----- Extracted material -----

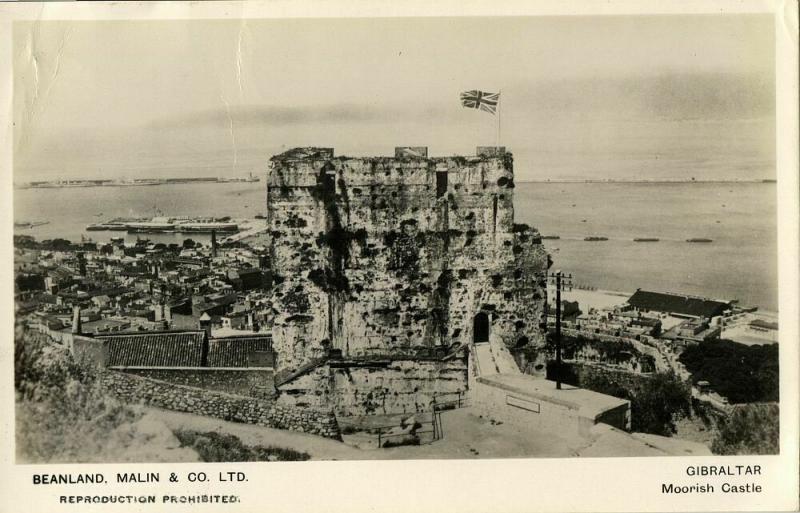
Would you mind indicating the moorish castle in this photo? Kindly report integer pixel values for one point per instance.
(388, 269)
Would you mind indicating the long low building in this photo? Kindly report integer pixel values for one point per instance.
(677, 304)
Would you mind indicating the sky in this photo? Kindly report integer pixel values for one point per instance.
(620, 97)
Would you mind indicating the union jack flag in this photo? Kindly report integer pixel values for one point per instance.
(484, 101)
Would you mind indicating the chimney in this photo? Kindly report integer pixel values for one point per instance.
(82, 263)
(490, 151)
(76, 320)
(410, 151)
(205, 324)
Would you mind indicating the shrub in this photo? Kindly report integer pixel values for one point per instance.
(64, 414)
(219, 447)
(749, 429)
(743, 374)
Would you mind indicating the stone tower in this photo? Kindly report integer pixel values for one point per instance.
(404, 257)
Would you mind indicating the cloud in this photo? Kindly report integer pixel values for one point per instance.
(274, 115)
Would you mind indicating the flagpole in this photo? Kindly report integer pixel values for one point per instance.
(499, 108)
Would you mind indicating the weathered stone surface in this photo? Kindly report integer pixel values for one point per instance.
(222, 405)
(390, 257)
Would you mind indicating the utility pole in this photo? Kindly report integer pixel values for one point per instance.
(558, 330)
(561, 281)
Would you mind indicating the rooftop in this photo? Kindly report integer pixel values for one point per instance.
(679, 304)
(155, 349)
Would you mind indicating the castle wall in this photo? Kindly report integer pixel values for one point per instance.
(390, 257)
(379, 387)
(245, 382)
(231, 407)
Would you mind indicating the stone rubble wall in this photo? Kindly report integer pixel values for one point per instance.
(390, 387)
(236, 408)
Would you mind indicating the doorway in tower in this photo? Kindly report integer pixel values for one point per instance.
(480, 328)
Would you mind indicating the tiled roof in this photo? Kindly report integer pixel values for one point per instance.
(237, 351)
(156, 349)
(673, 303)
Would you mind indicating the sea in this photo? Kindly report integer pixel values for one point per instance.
(740, 218)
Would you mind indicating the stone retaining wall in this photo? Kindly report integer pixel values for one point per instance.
(221, 405)
(396, 386)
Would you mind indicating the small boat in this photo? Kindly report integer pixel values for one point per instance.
(30, 224)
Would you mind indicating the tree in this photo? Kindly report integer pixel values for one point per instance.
(655, 404)
(749, 429)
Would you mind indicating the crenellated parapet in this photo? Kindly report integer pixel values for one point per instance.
(386, 256)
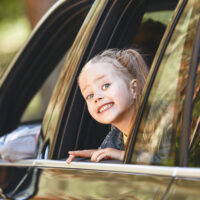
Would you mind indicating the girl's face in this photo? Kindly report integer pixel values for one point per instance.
(109, 97)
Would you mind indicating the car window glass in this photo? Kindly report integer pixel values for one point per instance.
(194, 146)
(37, 106)
(157, 140)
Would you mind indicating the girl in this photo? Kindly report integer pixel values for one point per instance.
(112, 84)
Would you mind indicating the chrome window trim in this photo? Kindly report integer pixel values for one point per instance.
(183, 172)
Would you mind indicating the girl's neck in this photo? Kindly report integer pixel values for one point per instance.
(124, 126)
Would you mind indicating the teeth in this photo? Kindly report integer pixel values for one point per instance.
(105, 107)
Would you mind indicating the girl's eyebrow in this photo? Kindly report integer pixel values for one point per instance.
(96, 79)
(100, 77)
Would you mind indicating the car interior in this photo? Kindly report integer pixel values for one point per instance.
(90, 134)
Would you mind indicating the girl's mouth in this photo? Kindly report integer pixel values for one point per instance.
(105, 107)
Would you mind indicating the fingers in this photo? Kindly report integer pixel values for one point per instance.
(96, 155)
(70, 158)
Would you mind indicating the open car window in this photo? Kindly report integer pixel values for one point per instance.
(158, 138)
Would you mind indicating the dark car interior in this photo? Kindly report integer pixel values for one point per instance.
(130, 30)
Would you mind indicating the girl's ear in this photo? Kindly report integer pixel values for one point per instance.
(133, 85)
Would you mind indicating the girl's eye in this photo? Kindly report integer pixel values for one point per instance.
(89, 96)
(105, 86)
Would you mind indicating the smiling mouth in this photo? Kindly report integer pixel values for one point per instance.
(105, 107)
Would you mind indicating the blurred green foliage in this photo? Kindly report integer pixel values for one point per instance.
(14, 30)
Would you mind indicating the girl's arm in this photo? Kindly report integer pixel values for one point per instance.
(96, 154)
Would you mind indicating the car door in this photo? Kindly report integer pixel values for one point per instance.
(167, 133)
(67, 124)
(41, 56)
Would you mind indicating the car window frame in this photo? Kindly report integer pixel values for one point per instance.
(151, 77)
(188, 105)
(17, 78)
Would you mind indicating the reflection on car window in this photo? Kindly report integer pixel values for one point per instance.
(159, 131)
(38, 104)
(194, 149)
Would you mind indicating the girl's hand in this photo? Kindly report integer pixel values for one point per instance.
(96, 154)
(107, 154)
(81, 153)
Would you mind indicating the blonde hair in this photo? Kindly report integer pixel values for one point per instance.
(127, 61)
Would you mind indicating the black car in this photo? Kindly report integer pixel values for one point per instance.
(162, 158)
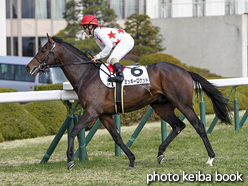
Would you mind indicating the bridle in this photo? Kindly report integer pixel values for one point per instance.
(44, 66)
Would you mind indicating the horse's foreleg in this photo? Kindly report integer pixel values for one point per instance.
(111, 127)
(83, 122)
(166, 112)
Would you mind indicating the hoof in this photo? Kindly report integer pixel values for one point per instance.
(160, 159)
(70, 165)
(130, 168)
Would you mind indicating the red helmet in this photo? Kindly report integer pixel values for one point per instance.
(89, 20)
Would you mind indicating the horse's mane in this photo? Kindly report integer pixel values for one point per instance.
(71, 48)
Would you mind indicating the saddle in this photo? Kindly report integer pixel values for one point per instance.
(133, 75)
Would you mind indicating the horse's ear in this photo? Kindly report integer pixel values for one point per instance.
(50, 40)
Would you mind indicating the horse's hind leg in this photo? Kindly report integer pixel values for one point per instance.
(84, 121)
(166, 112)
(190, 114)
(110, 125)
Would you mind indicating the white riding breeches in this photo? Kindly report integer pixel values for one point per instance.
(124, 46)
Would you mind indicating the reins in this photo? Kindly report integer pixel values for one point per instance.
(44, 66)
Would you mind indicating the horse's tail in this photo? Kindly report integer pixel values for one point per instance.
(220, 105)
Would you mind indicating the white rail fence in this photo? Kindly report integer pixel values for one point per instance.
(68, 94)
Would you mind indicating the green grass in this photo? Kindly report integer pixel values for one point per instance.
(19, 159)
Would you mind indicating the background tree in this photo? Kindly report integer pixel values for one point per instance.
(143, 32)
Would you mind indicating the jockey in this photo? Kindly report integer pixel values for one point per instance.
(108, 39)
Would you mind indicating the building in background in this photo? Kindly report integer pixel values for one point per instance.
(208, 34)
(28, 21)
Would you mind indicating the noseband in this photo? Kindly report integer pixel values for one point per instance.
(43, 66)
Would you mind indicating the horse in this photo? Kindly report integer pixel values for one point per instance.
(170, 87)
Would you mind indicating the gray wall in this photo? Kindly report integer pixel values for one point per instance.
(217, 43)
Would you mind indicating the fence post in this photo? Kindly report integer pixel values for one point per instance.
(117, 119)
(241, 123)
(211, 127)
(89, 137)
(56, 139)
(202, 111)
(163, 130)
(236, 111)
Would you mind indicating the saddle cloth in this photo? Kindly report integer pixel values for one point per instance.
(133, 75)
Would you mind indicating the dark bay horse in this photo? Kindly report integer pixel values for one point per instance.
(170, 87)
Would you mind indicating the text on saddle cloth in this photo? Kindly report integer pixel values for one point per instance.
(133, 75)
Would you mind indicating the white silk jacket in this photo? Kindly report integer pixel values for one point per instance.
(109, 38)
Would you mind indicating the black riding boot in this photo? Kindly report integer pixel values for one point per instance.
(119, 74)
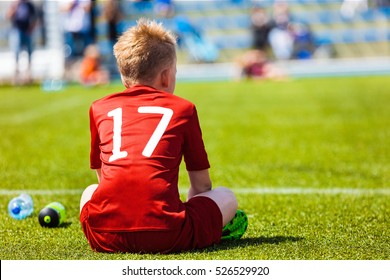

-----

Work to be completed:
Output every record verbatim, excluding any picture it contains.

Solution to the exercise:
Would you mind indicating the moorish castle in this photo? Kindly report integer pixel values for one point per instance.
(388, 269)
Would you mind indicating the long low building in this photo? Kindly report integer pixel values for one point per instance.
(677, 304)
Would you mind indicating the sky in this photo? Kindly report integer pixel values for one point per instance.
(620, 97)
Would you mind indicating the union jack flag in this photo? Kindly report integer pixel values for one point per instance.
(484, 101)
Would you mind indicating the chimney in this photo? Kindly report integer pixel values for one point per instance.
(82, 263)
(490, 151)
(76, 320)
(410, 151)
(205, 324)
Would you mind indicating the shrub in this photo? Kindly report integer pixel values for one point per instance.
(64, 414)
(219, 447)
(749, 429)
(743, 374)
Would you mind indicating the stone tower in this photo? Kindly report integer pixel values for one point per instance.
(404, 257)
Would you mind indicating the cloud in this photo? Kindly report integer pixel values for one point per instance.
(274, 115)
Would you mind indicating the flagpole in this photo? Kindly report integer pixel values for one point per instance.
(499, 108)
Would you mind indicating the weathered stone surface in this photo? Kindly report integer pixel values for one point per instance.
(222, 405)
(390, 257)
Would you mind indicating the utility pole in this photo? Kindly report integer pixel values for one point per instance.
(558, 330)
(561, 281)
Would you mind indicating the rooftop in this photo? Kindly report integer pixel values for one point per instance.
(679, 304)
(155, 349)
Would you mind indicating the castle wall in this photo? Kindly report integer pixel values for one point per instance.
(390, 257)
(379, 387)
(245, 382)
(231, 407)
Would you mind indicating the stone rubble wall in this photo? Kindly report integer pixel values for one point per instance.
(390, 387)
(236, 408)
Would you mind indicating the doorway in tower in this photo? Kindly report integer pixel values for one point per instance.
(480, 328)
Would you mind indicating the tiled roof in this photo? Kindly report integer pixel values for one point per instance.
(237, 351)
(156, 349)
(673, 303)
Would you mind indicating the sea in this photo? Kindly report integer pixel values for one point per instance.
(740, 218)
Would you mind indicating the stone retaining wall in this photo? Kindly report integer pixel values for one point per instance.
(221, 405)
(396, 386)
Would you mind indicating the small boat in this photo? Kindly report integer pixel values for one point per instance.
(30, 224)
Would you mind indicating the tree in this photo? Kindly report integer pixel values for one point per instance.
(655, 404)
(749, 429)
Would you mind indicating the crenellated parapet in this photo? Kindly report integer pixel values for one point per instance.
(386, 256)
Would you mind indicating the girl's face in this photo? Kindly report integer pixel values for one point per instance.
(109, 97)
Would you mind indicating the car window glass in this photo? Kindly report integer pixel values for one point per instance.
(194, 146)
(37, 106)
(157, 140)
Would you mind indicating the girl in this photo? Kindly report integer pixel values for one point per instance.
(112, 84)
Would you mind indicating the chrome window trim in this photo? Kindly report integer pixel values for one point per instance.
(183, 172)
Would you mind indicating the girl's neck in this photo? Kindly report integer pixel values for one point per instance.
(124, 126)
Would you mind indicating the teeth in this photo? Kindly report integer pixel values for one point per instance.
(105, 107)
Would you mind indicating the girl's eyebrow in this photo? Kindly report integer pixel values for one point per instance.
(96, 79)
(100, 77)
Would you mind indicating the car interior in this photo? Kindly report integer pixel values for one point per instance.
(90, 134)
Would you mind indicating the girl's mouth in this photo? Kindly report integer pixel values for one point per instance.
(105, 107)
Would you mind indicating the fingers in this photo? Kindly report integer pixel values for one point per instance.
(96, 155)
(70, 158)
Would you mind indicating the open car window in this photo? Kindly report integer pixel values for one point per instance.
(158, 138)
Would you mind indicating the dark car interior in this photo? Kindly report integer pixel values for one point per instance.
(130, 30)
Would you mind indicating the girl's ear in this photo? Kindly report integer pixel values for one point per instance.
(133, 85)
Would you mind indicating the girl's eye in this photo? Kindly report integer pixel values for one point per instance.
(89, 96)
(105, 86)
Would you mind indicating the smiling mouth in this photo? Kindly report integer pixel values for one point per instance.
(105, 107)
Would you mind indicating the blurred green foliage in this photo? Kindly report integer pixel values for one point per instance.
(14, 30)
Would you mind indicating the girl's arm in this photo? Kindly report integer pixel values for one point per instance.
(96, 154)
Would you mind indicating the car door in this photo? Kindly report integer pixel values for one point per instance.
(167, 133)
(67, 124)
(41, 56)
Would you mind indicating the car window frame in this photo? Kindly report integer pixel values for one point per instance.
(151, 77)
(188, 105)
(17, 78)
Would you mind indicating the reflection on car window in this photo? Kindly report integer pixel values for one point per instance.
(159, 131)
(38, 104)
(194, 149)
Would you mind indicating the girl's hand in this photo? Kindly report integer pixel values for one point per instance.
(96, 154)
(107, 154)
(81, 153)
Would you mind indicating the blonde hair in this photo? Kindly report integer pixel values for one point per instance.
(127, 61)
Would you mind indicating the black car in this photo? Kindly report integer pixel values for one point per instance.
(162, 158)
Would you mind indicating the bridle in this photo? Kindly report integer pixel values for one point per instance.
(44, 66)
Would you mind indicating the horse's foreleg in this photo? Kindly report integer pixel values for one point per instance.
(111, 127)
(83, 122)
(166, 112)
Would you mind indicating the hoof in this photo? Kindly report integer pixel values for one point per instance.
(160, 159)
(70, 165)
(130, 168)
Would you mind indicating the red helmet in this photo? Kindly report integer pixel values for one point per instance.
(89, 20)
Would you mind indicating the horse's mane in this photo? Kindly report integer pixel values for one point per instance.
(71, 48)
Would you mind indicating the saddle in this photo? Kindly report integer pixel values for one point per instance.
(133, 75)
Would you mind indicating the horse's ear in this photo? Kindly report integer pixel values for one point per instance.
(50, 40)
Would you mind indicating the horse's hind leg in this photo? Kindly report integer pixel values for one point per instance.
(84, 121)
(166, 112)
(190, 114)
(110, 125)
Would you mind indicating the white riding breeches in this photo? Kindly report integer pixel values for one point per instance.
(124, 46)
Would you mind indicating the reins in this photo? Kindly report integer pixel values for one point per instance.
(44, 66)
Would you mind indicating the horse's tail in this photo? Kindly report integer pixel values for one point per instance.
(220, 105)
Would you mind indicating the white rail fence in this photo? Kindly report integer pixel values for one point per instance.
(68, 94)
Would you mind indicating the green grass in this photo? Kindly report integer pixel values for one point per instance.
(19, 159)
Would you mind indicating the background tree in this photo? Kindly report integer pixel values for one point per instance.
(143, 32)
Would you mind indicating the jockey in this photo? Kindly report integer pixel values for one point per instance.
(108, 39)
Would you mind indicating the building in background in this photo? Kindly report integer pixel values for one point per instance.
(208, 34)
(28, 21)
Would you mind indicating the noseband in this photo? Kindly report integer pixel values for one point per instance.
(43, 66)
Would you mind indicating the horse in this photo? Kindly report integer pixel values for one point per instance.
(170, 87)
Would you mind indicating the gray wall in this photo? Kindly report integer pixel values for one point per instance.
(217, 43)
Would you mind indicating the fence post in this photo? Kindly report integer pixel values for one point per instance.
(117, 119)
(241, 123)
(211, 127)
(89, 137)
(56, 139)
(202, 111)
(163, 130)
(236, 111)
Would you mind indicating the saddle cloth in this photo? Kindly report integer pixel values for one point per instance.
(133, 75)
Would you mind indicating the dark bay horse in this photo? Kindly report integer pixel values for one point per instance.
(170, 87)
Would you mind indicating the text on saddle cloth in this photo? Kindly report integer pixel values for one point per instance.
(133, 75)
Would you mind indicating the white silk jacket in this photo? Kindly report integer pixel values for one point per instance.
(109, 38)
Would you mind indicating the black riding boot in this photo? Kindly report integer pixel values for one point per instance.
(119, 74)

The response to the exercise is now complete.